#### [WHAT TO PRODUCE]
Copy the listing below, replacing "straight edges" with "line segments" everywhere and leaving everything else unchanged.

--- START OF ITEMS ---

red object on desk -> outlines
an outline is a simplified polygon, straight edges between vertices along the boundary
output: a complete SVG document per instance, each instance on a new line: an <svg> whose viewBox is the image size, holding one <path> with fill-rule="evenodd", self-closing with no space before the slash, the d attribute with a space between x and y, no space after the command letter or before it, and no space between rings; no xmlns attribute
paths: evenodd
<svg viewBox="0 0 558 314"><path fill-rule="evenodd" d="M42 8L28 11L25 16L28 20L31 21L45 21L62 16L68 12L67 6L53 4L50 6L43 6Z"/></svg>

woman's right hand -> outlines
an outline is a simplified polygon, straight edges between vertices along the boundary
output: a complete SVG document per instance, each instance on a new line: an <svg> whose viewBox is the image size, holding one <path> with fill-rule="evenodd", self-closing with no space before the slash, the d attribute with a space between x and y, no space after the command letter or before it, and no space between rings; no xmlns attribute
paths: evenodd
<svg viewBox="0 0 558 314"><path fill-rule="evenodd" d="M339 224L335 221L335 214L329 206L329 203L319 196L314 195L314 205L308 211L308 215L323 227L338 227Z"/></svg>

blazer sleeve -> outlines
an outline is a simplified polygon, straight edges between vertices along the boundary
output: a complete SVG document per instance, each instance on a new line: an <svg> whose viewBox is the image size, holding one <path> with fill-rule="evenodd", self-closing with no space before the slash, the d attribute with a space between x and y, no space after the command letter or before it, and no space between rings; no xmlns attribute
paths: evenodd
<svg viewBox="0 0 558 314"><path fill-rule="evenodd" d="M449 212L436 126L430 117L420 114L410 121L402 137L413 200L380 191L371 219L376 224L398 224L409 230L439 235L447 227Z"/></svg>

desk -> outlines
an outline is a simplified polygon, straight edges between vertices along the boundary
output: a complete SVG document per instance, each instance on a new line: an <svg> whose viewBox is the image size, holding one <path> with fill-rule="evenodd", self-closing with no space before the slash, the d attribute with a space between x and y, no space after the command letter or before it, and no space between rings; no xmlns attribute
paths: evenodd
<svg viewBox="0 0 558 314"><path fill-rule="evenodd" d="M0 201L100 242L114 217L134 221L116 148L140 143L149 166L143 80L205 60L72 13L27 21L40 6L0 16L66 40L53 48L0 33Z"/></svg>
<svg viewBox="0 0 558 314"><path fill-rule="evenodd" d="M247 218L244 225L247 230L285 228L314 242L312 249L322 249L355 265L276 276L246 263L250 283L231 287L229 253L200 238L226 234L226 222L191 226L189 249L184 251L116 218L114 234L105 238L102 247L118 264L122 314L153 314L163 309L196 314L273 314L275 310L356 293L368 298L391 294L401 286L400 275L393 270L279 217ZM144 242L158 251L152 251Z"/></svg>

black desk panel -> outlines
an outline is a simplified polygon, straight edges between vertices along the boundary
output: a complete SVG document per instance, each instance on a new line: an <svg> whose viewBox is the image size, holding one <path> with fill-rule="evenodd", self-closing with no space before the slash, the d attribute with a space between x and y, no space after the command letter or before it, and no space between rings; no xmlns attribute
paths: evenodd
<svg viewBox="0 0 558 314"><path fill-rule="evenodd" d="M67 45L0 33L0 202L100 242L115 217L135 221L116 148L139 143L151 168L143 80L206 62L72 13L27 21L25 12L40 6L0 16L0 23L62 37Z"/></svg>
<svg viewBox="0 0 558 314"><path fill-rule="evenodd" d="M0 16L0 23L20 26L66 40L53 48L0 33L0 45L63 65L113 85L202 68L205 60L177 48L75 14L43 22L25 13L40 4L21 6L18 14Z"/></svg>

--- END OF ITEMS ---

#### [IN RESPONSE]
red object on desk -> outlines
an outline is a simplified polygon, line segments between vertices along the boundary
output: a complete SVG document per instance, each instance on a new line: an <svg> whose viewBox is the image size, holding one <path> with fill-rule="evenodd", self-closing with no space before the slash, the d attribute with a space between x and y, no space after the command letter or before it, and no space between rings; no xmlns attribute
paths: evenodd
<svg viewBox="0 0 558 314"><path fill-rule="evenodd" d="M42 8L28 11L25 16L28 20L31 21L45 21L62 16L68 12L67 6L53 4L50 6L43 6Z"/></svg>

woman's right hand -> outlines
an outline is a simplified polygon, line segments between vertices along the boundary
output: a complete SVG document per instance, each instance on a new line: an <svg> whose viewBox is the image size, holding one <path> with fill-rule="evenodd", self-closing with no space before the slash, the d attribute with a space between x and y, no space after the command letter or before it, and no space between rings; no xmlns attribute
paths: evenodd
<svg viewBox="0 0 558 314"><path fill-rule="evenodd" d="M339 224L335 221L335 214L329 206L329 203L319 196L314 195L314 205L308 211L308 215L323 227L338 227Z"/></svg>

blazer sleeve -> outlines
an outline is a simplified polygon, line segments between vertices along the boundary
output: a complete SVG document per instance, each instance on a new line: an <svg> whose viewBox is the image size, holding one <path> with fill-rule="evenodd", self-closing with no space before the slash, the d attribute with a space between x and y, no space after the command letter or before it, and no space between rings; no xmlns attribute
paths: evenodd
<svg viewBox="0 0 558 314"><path fill-rule="evenodd" d="M449 212L436 126L430 117L420 114L410 121L402 137L413 200L380 191L371 219L376 224L398 224L409 230L439 235L447 227Z"/></svg>

desk -> outlines
an outline is a simplified polygon, line segments between vertices along the boundary
output: a complete SVG document per instance, each instance on a new line: an <svg> whose viewBox is the image size, holding one <path> with fill-rule="evenodd", self-closing with no space before the slash, the d attribute with a space between x and y, no space after the command letter or before it, and no space between rings; no xmlns attribute
paths: evenodd
<svg viewBox="0 0 558 314"><path fill-rule="evenodd" d="M0 201L100 242L114 217L134 221L116 148L140 143L149 166L143 80L205 60L72 13L27 21L40 6L0 16L66 40L53 48L0 33Z"/></svg>
<svg viewBox="0 0 558 314"><path fill-rule="evenodd" d="M247 218L244 225L247 230L285 228L314 242L312 249L322 249L355 265L276 276L246 263L250 283L231 287L229 253L200 238L226 234L226 222L191 226L189 249L184 251L116 218L114 234L105 238L102 247L118 264L122 314L153 314L163 309L196 314L273 314L275 310L356 293L368 298L391 294L401 286L400 275L393 270L279 217ZM144 242L158 251L152 251Z"/></svg>

black desk panel -> outlines
an outline is a simplified polygon, line segments between vertices along the boundary
output: a complete SVG document per instance, each instance on a new line: an <svg> whose viewBox is the image size, holding one <path> with fill-rule="evenodd", self-closing with no space before the slash, the d attribute with a space between x and y, no space after the command letter or before it, and no space between rings; no xmlns attribute
paths: evenodd
<svg viewBox="0 0 558 314"><path fill-rule="evenodd" d="M67 45L0 33L0 202L100 242L115 217L135 221L116 148L139 143L151 168L143 80L206 62L72 13L27 21L25 12L40 6L0 16L0 23L62 37Z"/></svg>
<svg viewBox="0 0 558 314"><path fill-rule="evenodd" d="M0 16L0 23L20 26L66 40L53 48L0 33L0 45L63 65L113 85L202 68L205 60L177 48L75 14L43 22L25 13L40 4L21 6L18 14Z"/></svg>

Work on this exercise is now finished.